▶ **DO THIS**
Rewrite the records with "decorative pillow" changed to "throw cushion" and nothing else altered. Leave the pictures out.

--- START OF INPUT MATERIAL ---

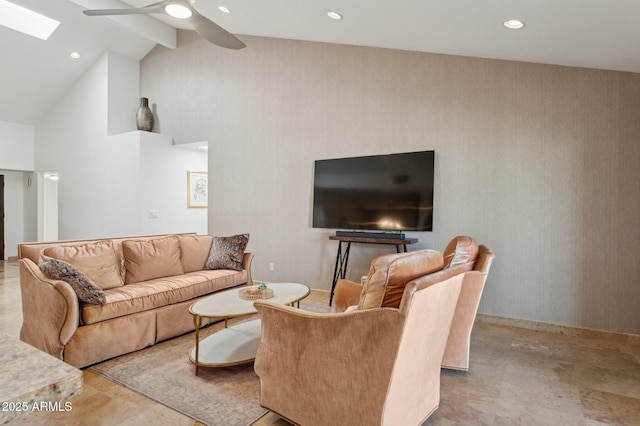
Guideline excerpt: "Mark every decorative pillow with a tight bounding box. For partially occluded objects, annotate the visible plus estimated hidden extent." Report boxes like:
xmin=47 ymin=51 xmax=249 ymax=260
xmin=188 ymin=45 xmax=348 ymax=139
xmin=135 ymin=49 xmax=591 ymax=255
xmin=122 ymin=235 xmax=184 ymax=284
xmin=443 ymin=236 xmax=478 ymax=268
xmin=358 ymin=250 xmax=443 ymax=310
xmin=178 ymin=235 xmax=213 ymax=273
xmin=41 ymin=240 xmax=124 ymax=290
xmin=38 ymin=255 xmax=105 ymax=305
xmin=204 ymin=234 xmax=249 ymax=271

--- END OF INPUT MATERIAL ---

▶ **SOLVED EXERCISE**
Guideline excerpt: "Mark every throw cushion with a tight bounding box. For partially occluded objects, annotate the visible plus estimated hidden extent." Report boxes like:
xmin=47 ymin=51 xmax=249 ymax=260
xmin=188 ymin=45 xmax=348 ymax=139
xmin=135 ymin=49 xmax=591 ymax=255
xmin=122 ymin=235 xmax=184 ymax=284
xmin=443 ymin=236 xmax=478 ymax=268
xmin=358 ymin=250 xmax=443 ymax=310
xmin=178 ymin=235 xmax=213 ymax=273
xmin=41 ymin=240 xmax=124 ymax=290
xmin=38 ymin=255 xmax=105 ymax=305
xmin=204 ymin=234 xmax=249 ymax=271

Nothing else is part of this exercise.